== Text ==
• • • • •
I’ve mentioned this before. The Florida appeals court upheld the Connolly’s conviction but it did not write an opinion explaining how if a jury wrongfully convicts a person because a judge wrongly instructs them that person should be in prison for 40 years. It really seems something is rotten in Florida – an unseen dirty hand working in the background to keep Connolly in jail.

How can it be that Florida is so indifferent to Connolly’s plight?  Are all the judges, lawyers and other legal officials in Florida so blind to justice that there is no outrage at the appeals court’s silence in the face of this?  Is the Florida media so intimidated that there is no one that feels that this wrong should be righted?It’s over four years since Connolly was convicted. How is it the prosecutors in his case knowing this have done nothing. Fred Wyshak commented after Connolly’s trial,”evil triumphs when a few good men fail to act.

But the truth is,evil triumphs when good men become evil.”  Wrongly taking years of freedom away from Catherine Greig and John Connolly is a plain evil act.  Justice succumbs when people sworn to do justice do otherwise.


13 thoughts on “Is There Something Rotten in Florida? Chasing Whitey Bulger Blinds Others To Their Own Evil Actions

  1. Quick answer:

    The indictment for 1st degree conspiracy left the State with the same problem re SOL. Florida treats conspiracy like the Feds do. Certain statutes (RICO, money laundering and narcotics) contain a conspiracy clause within the statute outlawing the underlying crime. In these statutes conspiracy to commit is punished the same as actually committing the crime. For example conspiring to traffic in 1/2 kilo of cocaine in Florida will get you the same 25 year min man as if you actually trafficked in it. Of course you can be convicted of both and sentenced consecutively for both as conspiracies do not merge in Florida.
• • • • •
== Extracted material ==
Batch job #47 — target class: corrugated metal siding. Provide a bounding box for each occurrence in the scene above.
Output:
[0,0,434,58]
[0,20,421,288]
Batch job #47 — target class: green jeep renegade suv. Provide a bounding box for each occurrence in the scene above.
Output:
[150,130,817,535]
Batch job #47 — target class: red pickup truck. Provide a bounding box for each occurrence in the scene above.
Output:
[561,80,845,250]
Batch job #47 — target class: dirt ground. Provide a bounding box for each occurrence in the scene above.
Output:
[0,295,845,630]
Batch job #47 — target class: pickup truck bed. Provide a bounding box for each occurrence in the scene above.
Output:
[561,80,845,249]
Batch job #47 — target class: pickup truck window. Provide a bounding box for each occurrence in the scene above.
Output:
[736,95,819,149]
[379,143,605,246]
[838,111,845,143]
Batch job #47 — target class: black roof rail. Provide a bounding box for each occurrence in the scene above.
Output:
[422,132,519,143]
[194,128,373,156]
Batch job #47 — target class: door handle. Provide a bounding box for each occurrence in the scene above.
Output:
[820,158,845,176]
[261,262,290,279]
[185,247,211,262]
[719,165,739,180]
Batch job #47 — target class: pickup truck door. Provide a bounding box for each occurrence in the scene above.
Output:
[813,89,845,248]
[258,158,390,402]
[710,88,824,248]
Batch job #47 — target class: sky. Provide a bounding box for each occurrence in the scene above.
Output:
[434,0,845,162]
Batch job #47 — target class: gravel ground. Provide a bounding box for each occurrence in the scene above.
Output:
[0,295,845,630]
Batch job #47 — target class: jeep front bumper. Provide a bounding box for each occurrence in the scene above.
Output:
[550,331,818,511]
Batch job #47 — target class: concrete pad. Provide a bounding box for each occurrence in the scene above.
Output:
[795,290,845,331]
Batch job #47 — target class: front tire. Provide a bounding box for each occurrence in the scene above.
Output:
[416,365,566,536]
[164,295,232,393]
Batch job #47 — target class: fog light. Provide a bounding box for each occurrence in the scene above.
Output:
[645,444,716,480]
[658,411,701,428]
• • • • •
== Written tasks ==
a – Answer these from the post:
(i) How many years in prison does the post say the wrongful conviction would mean?
(ii) How long has it been since Connolly was convicted?
(iii) In the comment, what minimum mandatory sentence comes with conspiring to traffic in 1/2 kilo of cocaine in Florida?
b – The comment on the post names certain statutes that contain a conspiracy clause. List them.
You won't need the entries for any of this.

== Answers for this exercise ==
a –
(i) 40 years
(ii) Over four years
(iii) A 25-year minimum mandatory sentence

b –
RICO
Money laundering
Narcotics